## PAGE TEXT:
>> BEGIN

Film
Stars of the Small Screen, p. 2



4. The dialogue of the film should be clear. It doesn't need to be declaimed in the ringing manner of a television announcer but it needs to be clearly enunciated and preferably with the mouth visible so that any missed words can be guessed at by lip-reading. It should proceed without dialect and preferably without any background noise in the film. Even if you don't have to contend with the foam-tipped stethoscopes through which Delta suggests you listen to their programming dialogue is difficult to catch. War films are notoriously bad films to watch on aeroplanes because their dialogue is almost incomprehensible although they are fun to watch without wearing the headphones. For dialogic purposes Trading Places is a better aeroplane film than Pulp Fiction.

3. The film should be new. It is so much nicer to see a new film on a plane than an old one. Aeroplane films are especially susceptible to the fetish of the new-and they need the audience to be excited, not least because the quality and size of the screen is such that the viewing experience is almost certain to be less satisfying than an ordinary film experience, possibly even less satisfying than a book, a magazine, or even-heaven save us-than a conversation.

2. The film must be sentimental. Its motivation must be love and its dramatic impetus must come through a loss (preferably, though not necessarily, of the love). Airports are maudlin places, full of regrets, hopes, and fears-aeroplane films work best when they use all of these mid-level emotions and help the passengers channel all these feelings into feelings about the film in an act of high sublimation. High Crimes, which I saw on one of the flights, was new to me and was exactly about a love and a loss. A subplot involves the potential redemption of Morgan Freeman from his alcoholism, but the main story is about the loss of freedom and is arranged around the 'love' of a lawyer for her soldier husband. So simple but so cathartic.

>> END

## DIRECTIVES:
1. Transcribe the text on in-flight movies, everything from "3. The film" down to "us-than a conversation.".
2. In the text on in-flight movies, why are war films a poor choice to watch on a plane?

## INFORMATION SHOWN:
>> BEGIN

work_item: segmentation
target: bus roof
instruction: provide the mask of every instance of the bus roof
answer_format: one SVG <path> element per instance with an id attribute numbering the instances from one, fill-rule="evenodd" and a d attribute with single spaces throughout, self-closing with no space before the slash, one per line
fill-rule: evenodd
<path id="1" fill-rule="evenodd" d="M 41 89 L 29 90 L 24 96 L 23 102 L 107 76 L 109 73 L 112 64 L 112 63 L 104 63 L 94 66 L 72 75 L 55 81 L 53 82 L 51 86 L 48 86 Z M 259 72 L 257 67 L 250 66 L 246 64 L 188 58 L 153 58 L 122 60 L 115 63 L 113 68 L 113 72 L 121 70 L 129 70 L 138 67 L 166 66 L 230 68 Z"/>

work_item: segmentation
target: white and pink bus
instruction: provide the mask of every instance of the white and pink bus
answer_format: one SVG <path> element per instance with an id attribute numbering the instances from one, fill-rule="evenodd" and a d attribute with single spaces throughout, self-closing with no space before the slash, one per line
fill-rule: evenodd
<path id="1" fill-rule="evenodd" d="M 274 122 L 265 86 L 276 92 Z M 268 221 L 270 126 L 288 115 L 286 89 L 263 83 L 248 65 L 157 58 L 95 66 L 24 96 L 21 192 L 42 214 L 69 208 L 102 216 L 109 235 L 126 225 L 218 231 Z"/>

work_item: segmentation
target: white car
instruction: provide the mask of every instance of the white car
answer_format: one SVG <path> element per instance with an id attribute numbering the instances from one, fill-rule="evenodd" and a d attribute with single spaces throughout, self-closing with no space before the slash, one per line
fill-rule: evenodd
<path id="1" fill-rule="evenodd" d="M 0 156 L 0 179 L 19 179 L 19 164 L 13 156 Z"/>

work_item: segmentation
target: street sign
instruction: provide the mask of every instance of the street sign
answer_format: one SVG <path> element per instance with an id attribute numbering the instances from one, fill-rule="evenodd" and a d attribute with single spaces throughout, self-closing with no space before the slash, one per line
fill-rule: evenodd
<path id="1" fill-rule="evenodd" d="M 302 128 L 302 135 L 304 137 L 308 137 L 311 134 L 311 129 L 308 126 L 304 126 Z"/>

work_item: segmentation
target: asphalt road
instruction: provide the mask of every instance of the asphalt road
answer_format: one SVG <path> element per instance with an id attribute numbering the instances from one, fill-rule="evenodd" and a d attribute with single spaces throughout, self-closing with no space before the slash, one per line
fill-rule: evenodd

>> END

## SOLUTIONS TO THE PROBLEMS:
1.
3. The film should be new. It is so much nicer to see a new film on a plane than an old one. Aeroplane films are especially susceptible to the fetish of the new-and they need the audience to be excited, not least because the quality and size of the screen is such that the viewing experience is almost certain to be less satisfying than an ordinary film experience, possibly even less satisfying than a book, a magazine, or even-heaven save us-than a conversation.

2. Their dialogue is almost incomprehensible.